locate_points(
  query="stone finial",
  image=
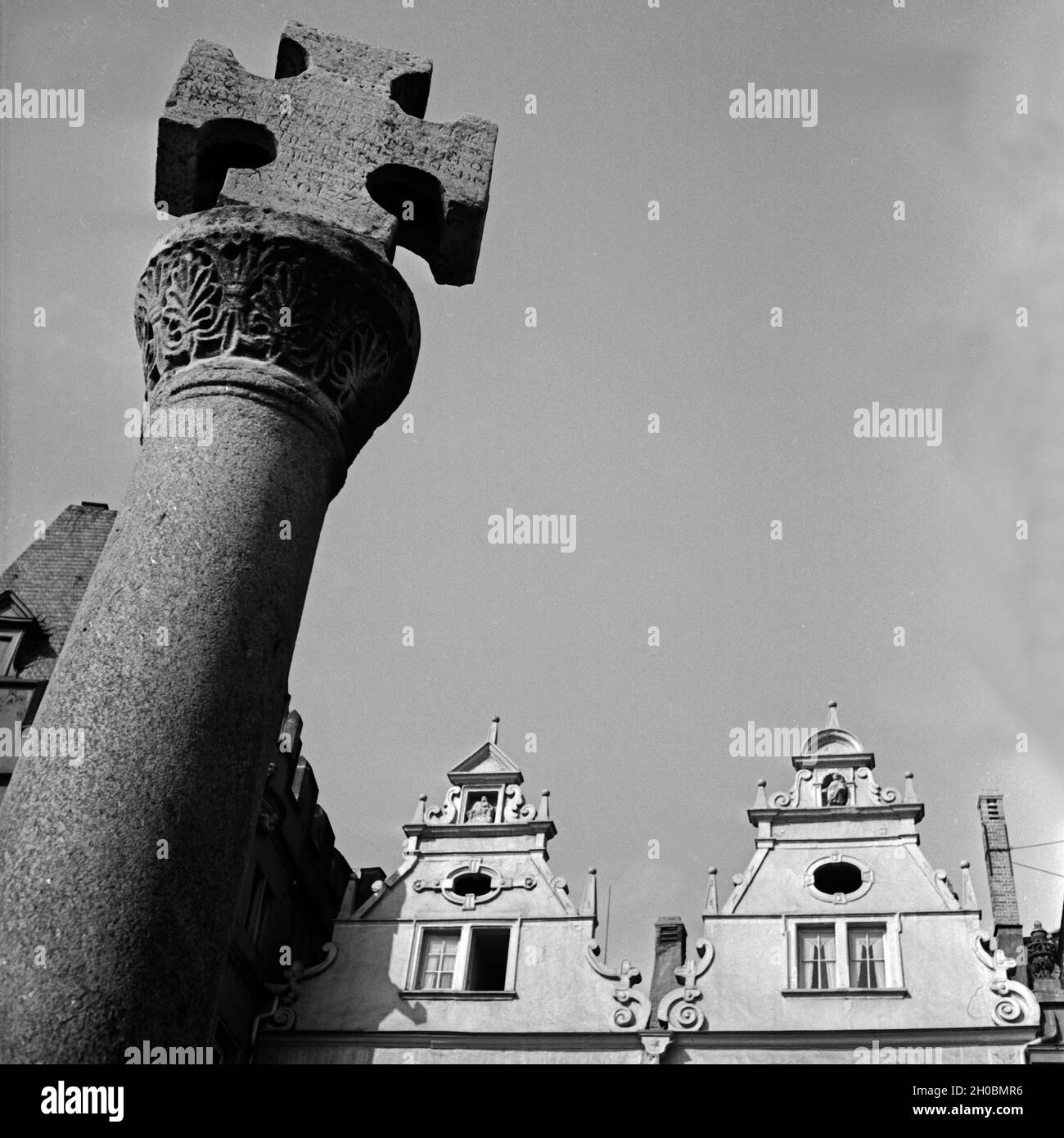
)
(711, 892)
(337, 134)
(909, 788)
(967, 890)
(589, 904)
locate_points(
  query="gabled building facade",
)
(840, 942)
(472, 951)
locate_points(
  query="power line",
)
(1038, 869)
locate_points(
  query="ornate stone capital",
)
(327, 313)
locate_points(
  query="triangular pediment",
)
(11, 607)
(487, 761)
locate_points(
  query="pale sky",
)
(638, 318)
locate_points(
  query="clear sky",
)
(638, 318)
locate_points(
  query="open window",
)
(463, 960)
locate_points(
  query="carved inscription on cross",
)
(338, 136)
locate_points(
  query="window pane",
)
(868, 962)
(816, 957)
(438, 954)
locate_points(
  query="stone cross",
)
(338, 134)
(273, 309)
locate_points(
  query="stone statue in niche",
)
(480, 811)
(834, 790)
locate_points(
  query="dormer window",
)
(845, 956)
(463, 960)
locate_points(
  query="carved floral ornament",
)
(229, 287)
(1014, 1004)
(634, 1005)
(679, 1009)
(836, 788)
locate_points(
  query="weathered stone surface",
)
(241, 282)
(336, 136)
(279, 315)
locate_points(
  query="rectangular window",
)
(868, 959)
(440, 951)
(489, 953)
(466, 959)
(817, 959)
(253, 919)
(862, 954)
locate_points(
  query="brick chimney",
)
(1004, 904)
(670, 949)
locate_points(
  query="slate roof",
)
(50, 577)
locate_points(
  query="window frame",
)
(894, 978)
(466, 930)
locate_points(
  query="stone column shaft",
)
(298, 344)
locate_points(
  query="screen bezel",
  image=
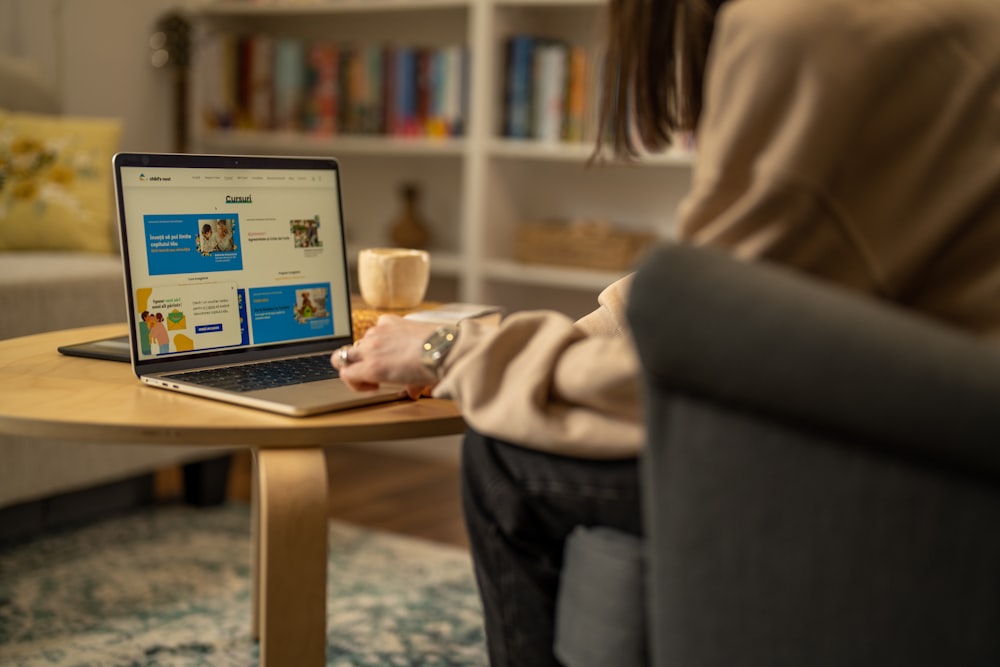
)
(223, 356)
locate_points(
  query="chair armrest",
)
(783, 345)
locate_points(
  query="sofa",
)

▬▬▬▬▬▬▬▬▬▬

- STATED EXERCISE
Output the full set of records above without changing a word, and drop the images.

- RESULT OF THE TASK
locate_points(
  query="stone finial",
  image=
)
(711, 892)
(337, 134)
(909, 788)
(967, 890)
(589, 904)
locate_points(
  query="gabled building facade",
)
(840, 942)
(472, 951)
locate_points(
  query="power line",
)
(1038, 869)
locate_points(
  query="ornate stone capital",
)
(327, 313)
locate_points(
  query="triangular pediment",
)
(11, 607)
(487, 761)
locate_points(
  query="pale sky",
)
(638, 318)
locate_points(
  query="clear sky",
)
(638, 318)
locate_points(
  query="open window",
)
(463, 960)
locate_points(
  query="carved inscription on cross",
)
(338, 136)
locate_points(
  query="window pane",
)
(868, 962)
(816, 957)
(438, 954)
locate_points(
  query="stone cross",
)
(338, 134)
(273, 309)
locate_points(
  query="stone statue in niche",
)
(480, 811)
(834, 790)
locate_points(
  query="dormer window",
)
(845, 956)
(463, 960)
locate_points(
  query="carved floral ornament",
)
(229, 287)
(1014, 1004)
(634, 1005)
(679, 1009)
(836, 788)
locate_points(
  query="weathered stone surface",
)
(241, 282)
(336, 136)
(279, 315)
locate_points(
  query="rectangular window",
)
(868, 959)
(440, 951)
(489, 953)
(466, 959)
(817, 959)
(253, 919)
(862, 954)
locate_points(
  query="brick chimney",
)
(1004, 904)
(670, 949)
locate_points(
  query="slate roof",
)
(50, 577)
locate_points(
  query="window frame",
)
(894, 978)
(466, 930)
locate_points(
  query="stone column shaft",
)
(298, 344)
locate_points(
  query="screen bezel",
  image=
)
(223, 356)
locate_points(
  query="chair armrest",
)
(783, 345)
locate_points(
  query="sofa",
)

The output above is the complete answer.